■ THE REQUEST: Return each item below line for line without any changes, leaving out the pictures.

■ LISTING:
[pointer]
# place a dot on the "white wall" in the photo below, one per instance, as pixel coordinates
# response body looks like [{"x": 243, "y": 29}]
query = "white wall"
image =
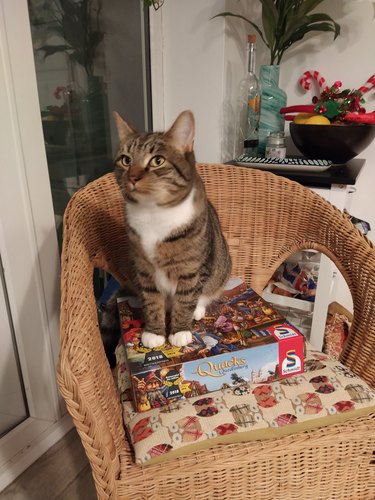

■ FULL SOLUTION:
[pointer]
# place a dot on the "white wall" in the photo below, one per instance, as pixel coordinates
# response body looks like [{"x": 243, "y": 29}]
query = "white wall"
image =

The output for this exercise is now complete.